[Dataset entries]
------

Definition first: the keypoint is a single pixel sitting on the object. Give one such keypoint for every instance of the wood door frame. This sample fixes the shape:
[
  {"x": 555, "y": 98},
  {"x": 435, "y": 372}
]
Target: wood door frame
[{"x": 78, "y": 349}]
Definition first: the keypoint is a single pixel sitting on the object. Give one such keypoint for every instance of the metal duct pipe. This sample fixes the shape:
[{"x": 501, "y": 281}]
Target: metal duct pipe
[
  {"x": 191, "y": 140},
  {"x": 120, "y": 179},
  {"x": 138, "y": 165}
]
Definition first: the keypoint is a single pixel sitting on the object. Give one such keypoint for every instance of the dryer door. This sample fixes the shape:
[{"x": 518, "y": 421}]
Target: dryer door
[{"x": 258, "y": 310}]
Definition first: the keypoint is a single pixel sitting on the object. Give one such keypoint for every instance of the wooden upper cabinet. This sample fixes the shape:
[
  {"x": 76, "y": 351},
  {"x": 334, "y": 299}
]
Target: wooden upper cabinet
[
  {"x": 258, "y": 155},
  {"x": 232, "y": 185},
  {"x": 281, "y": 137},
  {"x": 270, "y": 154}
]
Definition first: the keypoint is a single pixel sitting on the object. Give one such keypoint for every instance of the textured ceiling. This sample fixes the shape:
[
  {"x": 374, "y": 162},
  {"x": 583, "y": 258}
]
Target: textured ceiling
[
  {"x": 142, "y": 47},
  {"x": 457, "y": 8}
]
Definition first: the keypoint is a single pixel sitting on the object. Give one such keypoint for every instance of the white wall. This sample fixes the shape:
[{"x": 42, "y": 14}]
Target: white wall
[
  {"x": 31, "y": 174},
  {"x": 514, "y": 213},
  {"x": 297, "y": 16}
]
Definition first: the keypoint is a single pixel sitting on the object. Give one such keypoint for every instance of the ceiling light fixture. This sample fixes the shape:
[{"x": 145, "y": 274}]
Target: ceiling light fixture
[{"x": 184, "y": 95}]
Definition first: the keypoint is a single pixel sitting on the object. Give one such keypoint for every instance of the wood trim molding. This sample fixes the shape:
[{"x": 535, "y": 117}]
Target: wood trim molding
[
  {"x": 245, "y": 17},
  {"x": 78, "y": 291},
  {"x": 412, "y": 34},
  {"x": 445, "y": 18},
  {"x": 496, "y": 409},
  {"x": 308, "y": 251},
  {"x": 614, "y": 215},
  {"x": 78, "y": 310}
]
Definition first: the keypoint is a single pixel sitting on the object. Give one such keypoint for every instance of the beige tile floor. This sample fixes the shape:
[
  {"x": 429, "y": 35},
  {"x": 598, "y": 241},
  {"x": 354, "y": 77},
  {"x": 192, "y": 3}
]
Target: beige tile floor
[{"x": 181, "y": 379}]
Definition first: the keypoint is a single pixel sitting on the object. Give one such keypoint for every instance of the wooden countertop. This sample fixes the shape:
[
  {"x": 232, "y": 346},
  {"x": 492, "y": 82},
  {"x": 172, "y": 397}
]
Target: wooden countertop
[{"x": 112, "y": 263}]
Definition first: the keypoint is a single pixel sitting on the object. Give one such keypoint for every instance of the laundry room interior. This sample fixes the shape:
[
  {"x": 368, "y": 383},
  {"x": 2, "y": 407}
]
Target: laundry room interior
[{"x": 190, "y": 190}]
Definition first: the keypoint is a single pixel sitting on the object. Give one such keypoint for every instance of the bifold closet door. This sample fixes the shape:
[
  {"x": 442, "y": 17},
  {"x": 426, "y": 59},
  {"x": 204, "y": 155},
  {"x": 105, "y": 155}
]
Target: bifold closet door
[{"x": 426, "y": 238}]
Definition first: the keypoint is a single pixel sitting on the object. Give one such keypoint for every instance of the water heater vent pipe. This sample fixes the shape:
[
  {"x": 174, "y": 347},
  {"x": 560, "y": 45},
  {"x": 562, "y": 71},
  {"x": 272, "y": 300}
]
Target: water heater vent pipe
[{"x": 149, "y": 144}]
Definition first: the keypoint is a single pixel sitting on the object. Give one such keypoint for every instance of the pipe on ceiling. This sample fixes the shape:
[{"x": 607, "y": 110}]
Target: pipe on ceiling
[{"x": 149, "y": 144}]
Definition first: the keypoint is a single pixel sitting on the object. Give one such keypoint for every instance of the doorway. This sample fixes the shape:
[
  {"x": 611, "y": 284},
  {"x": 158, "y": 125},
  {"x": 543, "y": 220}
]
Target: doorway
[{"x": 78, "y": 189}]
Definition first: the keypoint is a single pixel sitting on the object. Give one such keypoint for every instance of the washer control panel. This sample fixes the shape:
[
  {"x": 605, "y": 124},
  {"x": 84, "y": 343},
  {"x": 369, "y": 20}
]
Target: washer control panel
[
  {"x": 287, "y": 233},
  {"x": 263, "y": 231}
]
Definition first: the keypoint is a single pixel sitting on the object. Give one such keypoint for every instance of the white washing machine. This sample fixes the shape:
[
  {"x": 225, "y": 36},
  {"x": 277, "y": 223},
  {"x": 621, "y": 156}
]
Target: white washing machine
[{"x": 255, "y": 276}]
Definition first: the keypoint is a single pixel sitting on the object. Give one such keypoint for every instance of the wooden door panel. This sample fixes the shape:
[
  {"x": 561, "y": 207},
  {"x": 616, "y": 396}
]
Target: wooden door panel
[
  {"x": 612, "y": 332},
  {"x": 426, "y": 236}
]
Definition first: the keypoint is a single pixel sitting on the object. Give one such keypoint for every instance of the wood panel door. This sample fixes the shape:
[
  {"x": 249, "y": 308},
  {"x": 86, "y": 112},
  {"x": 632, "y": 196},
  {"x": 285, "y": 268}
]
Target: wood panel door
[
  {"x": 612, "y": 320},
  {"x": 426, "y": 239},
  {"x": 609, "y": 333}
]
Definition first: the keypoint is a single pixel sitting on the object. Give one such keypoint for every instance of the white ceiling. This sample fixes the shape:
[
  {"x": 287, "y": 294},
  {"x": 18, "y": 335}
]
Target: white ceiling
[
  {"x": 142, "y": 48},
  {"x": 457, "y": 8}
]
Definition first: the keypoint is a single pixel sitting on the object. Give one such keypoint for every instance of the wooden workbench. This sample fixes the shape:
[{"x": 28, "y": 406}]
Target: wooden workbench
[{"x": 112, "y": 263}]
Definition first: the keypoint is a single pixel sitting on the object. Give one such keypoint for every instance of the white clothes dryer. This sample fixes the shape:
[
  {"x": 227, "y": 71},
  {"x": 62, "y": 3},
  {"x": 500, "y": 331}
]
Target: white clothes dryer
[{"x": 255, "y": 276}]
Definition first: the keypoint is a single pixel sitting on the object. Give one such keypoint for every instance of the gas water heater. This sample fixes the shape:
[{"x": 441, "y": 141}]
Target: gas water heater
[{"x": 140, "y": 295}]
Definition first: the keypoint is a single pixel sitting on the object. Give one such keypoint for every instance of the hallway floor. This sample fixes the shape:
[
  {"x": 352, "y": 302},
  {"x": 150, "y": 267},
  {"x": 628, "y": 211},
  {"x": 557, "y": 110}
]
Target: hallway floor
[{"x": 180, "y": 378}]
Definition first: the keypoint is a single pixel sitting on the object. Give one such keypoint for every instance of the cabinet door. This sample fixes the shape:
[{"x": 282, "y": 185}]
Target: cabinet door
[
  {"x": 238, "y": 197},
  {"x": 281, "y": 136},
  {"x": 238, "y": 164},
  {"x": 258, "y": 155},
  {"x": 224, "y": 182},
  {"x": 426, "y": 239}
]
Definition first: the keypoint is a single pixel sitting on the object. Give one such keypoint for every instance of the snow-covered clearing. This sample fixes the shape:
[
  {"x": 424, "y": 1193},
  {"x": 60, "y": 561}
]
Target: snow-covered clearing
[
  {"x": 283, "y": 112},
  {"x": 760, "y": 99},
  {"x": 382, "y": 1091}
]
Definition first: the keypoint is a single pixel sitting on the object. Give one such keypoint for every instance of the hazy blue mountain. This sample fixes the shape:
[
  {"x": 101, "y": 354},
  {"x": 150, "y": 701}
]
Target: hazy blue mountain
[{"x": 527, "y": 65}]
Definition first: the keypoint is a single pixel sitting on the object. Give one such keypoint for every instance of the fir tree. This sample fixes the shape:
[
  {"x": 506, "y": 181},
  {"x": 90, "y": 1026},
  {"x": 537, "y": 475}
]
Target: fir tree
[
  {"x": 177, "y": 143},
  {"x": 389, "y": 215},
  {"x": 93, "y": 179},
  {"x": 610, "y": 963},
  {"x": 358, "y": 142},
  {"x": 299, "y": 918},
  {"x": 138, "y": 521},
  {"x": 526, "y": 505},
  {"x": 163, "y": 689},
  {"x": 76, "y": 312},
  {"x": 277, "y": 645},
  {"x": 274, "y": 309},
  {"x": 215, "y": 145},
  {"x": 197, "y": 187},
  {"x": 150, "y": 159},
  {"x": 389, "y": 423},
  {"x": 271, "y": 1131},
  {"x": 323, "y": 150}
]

------

Exercise brief: Nothing but the lines from the first line of the data through the line with "the white wall." should be returned, exactly as they appear, both ends included.

Task answer:
Definition first: the keypoint is a single pixel sitting on the object. Give one such keypoint for every instance of the wood door frame. This sample fixes the shape:
[
  {"x": 555, "y": 98},
  {"x": 435, "y": 372}
]
Target: wood door frame
[{"x": 78, "y": 349}]
Definition first: the keypoint is a single pixel sitting on the object. Give one such keypoint for every instance of the metal duct pipe. This sample fixes the shape:
[{"x": 501, "y": 281}]
Target: metal duct pipe
[
  {"x": 191, "y": 140},
  {"x": 120, "y": 179},
  {"x": 138, "y": 165}
]
Definition first: the keypoint is a single pixel sitting on the object. Give one such keypoint for every instance of the dryer door. This sample fixes the shape:
[{"x": 518, "y": 421}]
Target: dryer door
[{"x": 258, "y": 310}]
Definition first: the keypoint is a single pixel sitting on the object. Give one such keypoint for every instance of the wooden upper cabinet. This sample fixes the shape:
[
  {"x": 76, "y": 351},
  {"x": 334, "y": 299}
]
Target: wooden upper cabinet
[
  {"x": 258, "y": 155},
  {"x": 232, "y": 185},
  {"x": 281, "y": 137},
  {"x": 270, "y": 154}
]
Definition first: the keypoint is a single pixel sitting on the object. Give one such keypoint for every instance of the textured ceiling. This sample fixes the shape:
[
  {"x": 374, "y": 162},
  {"x": 583, "y": 258}
]
Target: textured ceiling
[
  {"x": 142, "y": 47},
  {"x": 457, "y": 8}
]
Definition first: the keypoint is a single pixel sitting on the object. Give one such keypoint for every instance of the white wall. This sample fixes the shape:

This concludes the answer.